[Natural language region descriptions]
______

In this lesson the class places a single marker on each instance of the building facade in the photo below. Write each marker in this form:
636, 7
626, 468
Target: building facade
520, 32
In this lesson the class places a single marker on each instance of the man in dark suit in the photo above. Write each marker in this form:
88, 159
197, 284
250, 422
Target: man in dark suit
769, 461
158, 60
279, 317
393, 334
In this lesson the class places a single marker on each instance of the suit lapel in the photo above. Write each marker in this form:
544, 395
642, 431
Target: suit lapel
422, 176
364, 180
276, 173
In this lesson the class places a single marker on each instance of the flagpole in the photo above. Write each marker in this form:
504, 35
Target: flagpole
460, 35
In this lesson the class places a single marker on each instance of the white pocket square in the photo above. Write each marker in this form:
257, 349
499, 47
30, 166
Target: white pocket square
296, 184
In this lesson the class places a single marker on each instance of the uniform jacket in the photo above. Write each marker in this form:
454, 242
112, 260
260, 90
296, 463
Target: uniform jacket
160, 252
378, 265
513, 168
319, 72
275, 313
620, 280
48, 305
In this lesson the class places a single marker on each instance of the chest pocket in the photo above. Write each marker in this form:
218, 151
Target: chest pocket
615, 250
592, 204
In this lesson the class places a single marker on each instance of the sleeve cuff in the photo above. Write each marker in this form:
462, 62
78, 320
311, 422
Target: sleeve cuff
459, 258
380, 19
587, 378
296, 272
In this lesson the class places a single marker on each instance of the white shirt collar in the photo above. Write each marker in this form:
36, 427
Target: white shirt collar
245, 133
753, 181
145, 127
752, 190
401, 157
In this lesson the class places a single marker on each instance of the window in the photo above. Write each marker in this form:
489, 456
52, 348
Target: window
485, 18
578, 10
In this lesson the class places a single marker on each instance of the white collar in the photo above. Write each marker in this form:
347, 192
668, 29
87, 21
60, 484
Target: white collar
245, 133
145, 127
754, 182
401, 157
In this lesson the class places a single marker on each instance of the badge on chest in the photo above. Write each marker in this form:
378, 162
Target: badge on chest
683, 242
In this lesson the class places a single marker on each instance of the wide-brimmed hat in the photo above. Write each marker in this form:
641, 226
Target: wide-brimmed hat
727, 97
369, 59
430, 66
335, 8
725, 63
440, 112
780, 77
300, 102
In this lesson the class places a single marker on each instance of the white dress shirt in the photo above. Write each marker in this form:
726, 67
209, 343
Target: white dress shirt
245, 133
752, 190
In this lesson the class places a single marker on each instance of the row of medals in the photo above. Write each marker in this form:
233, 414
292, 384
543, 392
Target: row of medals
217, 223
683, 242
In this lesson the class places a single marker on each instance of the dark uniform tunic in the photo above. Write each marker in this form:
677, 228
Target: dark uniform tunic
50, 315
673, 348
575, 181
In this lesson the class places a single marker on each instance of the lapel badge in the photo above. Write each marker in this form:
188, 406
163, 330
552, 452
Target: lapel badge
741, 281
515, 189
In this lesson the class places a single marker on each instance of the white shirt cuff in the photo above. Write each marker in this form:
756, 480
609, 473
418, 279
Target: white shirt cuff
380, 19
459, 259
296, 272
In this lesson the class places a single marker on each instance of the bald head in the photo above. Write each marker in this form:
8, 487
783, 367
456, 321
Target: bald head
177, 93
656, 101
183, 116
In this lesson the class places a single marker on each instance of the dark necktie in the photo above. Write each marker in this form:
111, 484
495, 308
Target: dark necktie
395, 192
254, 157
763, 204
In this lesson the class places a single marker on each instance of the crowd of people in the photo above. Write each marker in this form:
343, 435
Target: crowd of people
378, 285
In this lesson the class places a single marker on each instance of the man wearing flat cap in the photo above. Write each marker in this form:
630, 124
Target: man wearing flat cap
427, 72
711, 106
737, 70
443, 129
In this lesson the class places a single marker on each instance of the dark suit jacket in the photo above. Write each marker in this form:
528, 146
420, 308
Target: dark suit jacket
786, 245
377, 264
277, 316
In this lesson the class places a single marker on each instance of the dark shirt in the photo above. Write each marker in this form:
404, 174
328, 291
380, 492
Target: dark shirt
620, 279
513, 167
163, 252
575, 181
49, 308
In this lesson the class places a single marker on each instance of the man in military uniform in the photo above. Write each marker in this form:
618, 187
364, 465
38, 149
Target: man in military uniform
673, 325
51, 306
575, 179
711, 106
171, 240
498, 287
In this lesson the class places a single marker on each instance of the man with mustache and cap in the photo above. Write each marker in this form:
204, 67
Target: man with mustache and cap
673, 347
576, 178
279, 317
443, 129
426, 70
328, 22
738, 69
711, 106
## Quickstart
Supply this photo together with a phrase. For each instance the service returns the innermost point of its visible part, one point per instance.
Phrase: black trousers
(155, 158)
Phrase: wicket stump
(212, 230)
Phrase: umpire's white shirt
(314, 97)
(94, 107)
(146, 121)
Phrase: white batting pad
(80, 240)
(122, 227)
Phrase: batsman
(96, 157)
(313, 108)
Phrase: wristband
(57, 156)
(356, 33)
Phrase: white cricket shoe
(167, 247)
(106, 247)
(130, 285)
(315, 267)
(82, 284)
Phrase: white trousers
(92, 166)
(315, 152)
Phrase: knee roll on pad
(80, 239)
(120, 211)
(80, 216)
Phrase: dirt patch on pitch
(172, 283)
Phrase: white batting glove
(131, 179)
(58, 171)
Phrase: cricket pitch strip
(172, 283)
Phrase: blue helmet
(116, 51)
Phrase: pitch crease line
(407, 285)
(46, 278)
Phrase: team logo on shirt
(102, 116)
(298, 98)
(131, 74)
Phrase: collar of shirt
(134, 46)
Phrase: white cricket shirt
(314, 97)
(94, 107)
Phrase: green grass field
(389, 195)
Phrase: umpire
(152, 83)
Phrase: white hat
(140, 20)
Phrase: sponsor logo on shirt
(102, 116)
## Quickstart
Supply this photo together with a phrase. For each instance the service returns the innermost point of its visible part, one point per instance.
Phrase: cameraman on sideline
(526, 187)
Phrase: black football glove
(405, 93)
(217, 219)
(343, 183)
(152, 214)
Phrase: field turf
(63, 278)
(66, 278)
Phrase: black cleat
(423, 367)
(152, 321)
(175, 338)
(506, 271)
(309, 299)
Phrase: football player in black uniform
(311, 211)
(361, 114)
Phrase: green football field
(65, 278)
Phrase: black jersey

______

Aim of the task
Reproduce the lines of the entries above exactly, but only from the line containing "Phrase: white cricket shirt" through the final line.

Written solution
Phrase: white cricket shirt
(314, 97)
(94, 107)
Phrase: green grass field
(389, 195)
Phrase: umpire
(152, 83)
Phrase: white hat
(140, 20)
Phrase: sponsor logo on shirt
(102, 116)
## Quickstart
Supply this photo together with a phrase. For each instance the service returns the innermost point of its visible part, one point per instance.
Phrase: cameraman on sideline
(526, 187)
Phrase: black football glove
(405, 93)
(217, 219)
(343, 183)
(152, 214)
Phrase: field turf
(63, 278)
(66, 278)
Phrase: black cleat
(423, 367)
(152, 321)
(175, 338)
(506, 271)
(309, 299)
Phrase: football player in black uniform
(311, 211)
(361, 114)
Phrase: green football field
(65, 278)
Phrase: black jersey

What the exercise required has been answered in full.